Goal: Recast only the lines of the data that start at the line containing "Could you please put a dot on the apartment" and end with the line containing "column 33, row 237", both included, as a JSON list of strings with one string per line and no blank lines.

Point annotation data:

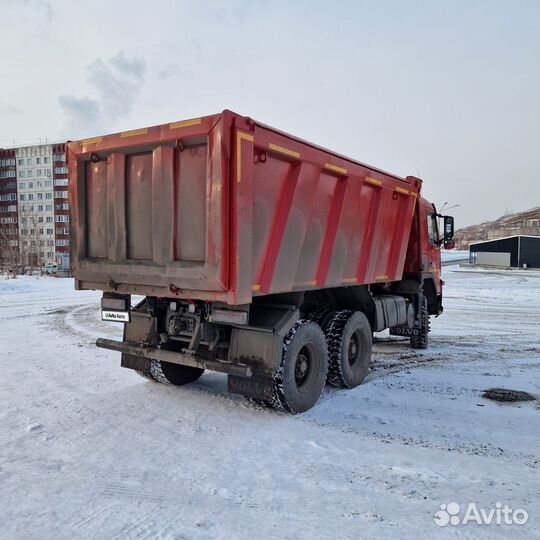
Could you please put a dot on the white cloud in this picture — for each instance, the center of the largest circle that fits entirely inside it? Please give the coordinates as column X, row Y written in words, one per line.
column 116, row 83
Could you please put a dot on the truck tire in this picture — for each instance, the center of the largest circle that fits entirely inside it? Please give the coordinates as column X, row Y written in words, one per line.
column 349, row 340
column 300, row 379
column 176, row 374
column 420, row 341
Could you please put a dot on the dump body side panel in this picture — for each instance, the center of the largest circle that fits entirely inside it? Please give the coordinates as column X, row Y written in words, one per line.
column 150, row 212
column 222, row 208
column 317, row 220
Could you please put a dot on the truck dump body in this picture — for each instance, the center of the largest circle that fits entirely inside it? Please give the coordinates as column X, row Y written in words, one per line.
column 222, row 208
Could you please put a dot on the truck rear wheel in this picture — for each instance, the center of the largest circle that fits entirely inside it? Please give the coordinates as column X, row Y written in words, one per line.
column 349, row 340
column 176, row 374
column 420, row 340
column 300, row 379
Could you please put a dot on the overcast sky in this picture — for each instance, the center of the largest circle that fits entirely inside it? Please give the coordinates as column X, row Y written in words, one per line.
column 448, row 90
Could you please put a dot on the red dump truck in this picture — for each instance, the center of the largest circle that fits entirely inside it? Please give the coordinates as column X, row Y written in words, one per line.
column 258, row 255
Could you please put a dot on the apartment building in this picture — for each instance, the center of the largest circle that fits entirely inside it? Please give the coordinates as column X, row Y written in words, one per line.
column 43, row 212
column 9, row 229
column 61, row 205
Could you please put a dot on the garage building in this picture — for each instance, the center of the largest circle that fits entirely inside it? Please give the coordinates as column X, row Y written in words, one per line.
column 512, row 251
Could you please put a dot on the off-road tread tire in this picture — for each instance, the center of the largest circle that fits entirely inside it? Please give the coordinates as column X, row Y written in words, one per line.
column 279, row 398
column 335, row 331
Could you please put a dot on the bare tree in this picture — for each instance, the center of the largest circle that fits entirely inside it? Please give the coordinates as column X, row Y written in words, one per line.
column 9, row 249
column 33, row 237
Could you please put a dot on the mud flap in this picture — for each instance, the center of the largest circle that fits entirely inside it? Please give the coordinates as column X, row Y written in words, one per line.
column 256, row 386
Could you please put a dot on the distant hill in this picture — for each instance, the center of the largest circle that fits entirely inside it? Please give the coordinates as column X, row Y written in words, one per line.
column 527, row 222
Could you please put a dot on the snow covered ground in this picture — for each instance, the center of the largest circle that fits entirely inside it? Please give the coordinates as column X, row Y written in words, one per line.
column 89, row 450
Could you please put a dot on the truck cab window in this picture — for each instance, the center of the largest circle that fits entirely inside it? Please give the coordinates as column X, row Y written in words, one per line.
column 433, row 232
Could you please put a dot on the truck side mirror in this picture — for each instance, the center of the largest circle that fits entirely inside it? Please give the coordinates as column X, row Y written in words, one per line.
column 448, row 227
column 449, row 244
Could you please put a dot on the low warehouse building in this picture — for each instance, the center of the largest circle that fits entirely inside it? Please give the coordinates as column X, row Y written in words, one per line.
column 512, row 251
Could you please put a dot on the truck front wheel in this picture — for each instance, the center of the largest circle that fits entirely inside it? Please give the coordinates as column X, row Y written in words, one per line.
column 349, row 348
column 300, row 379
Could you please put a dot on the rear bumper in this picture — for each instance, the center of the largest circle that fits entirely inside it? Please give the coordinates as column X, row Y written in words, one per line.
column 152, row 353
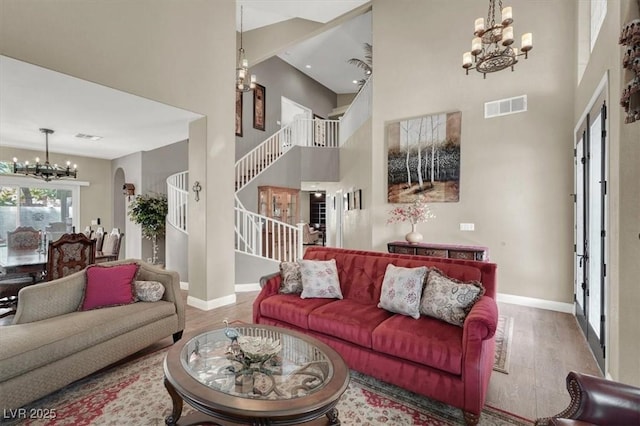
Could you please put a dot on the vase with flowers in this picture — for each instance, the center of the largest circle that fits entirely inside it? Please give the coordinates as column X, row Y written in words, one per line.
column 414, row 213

Final result:
[
  "Could you please put a dot on the apartment building in this picture — for each instance, the center of the largest circle that fits entirely inside it? Please give the coordinates as column X, row Y written in words, one per line.",
  "column 43, row 212",
  "column 9, row 229",
  "column 61, row 205",
  "Could you please put a dot on the garage building in this picture — for each instance, the center of the largest circle that fits entirely inside it? Please give the coordinates as column X, row Y written in words, one per line.",
  "column 512, row 251",
  "Could you please put a dot on the off-road tread tire in this picture — for each instance, the center of the largest circle that fits entirely inside it? Please give the coordinates as column X, row Y written in words, one per line.",
  "column 279, row 398",
  "column 335, row 331",
  "Could you please put a dot on the bare tree in this picture — for each instance, the center of the largest circle that fits entirely inside it? Please give the coordinates as column X, row Y written in words, one per line.",
  "column 9, row 249",
  "column 33, row 237"
]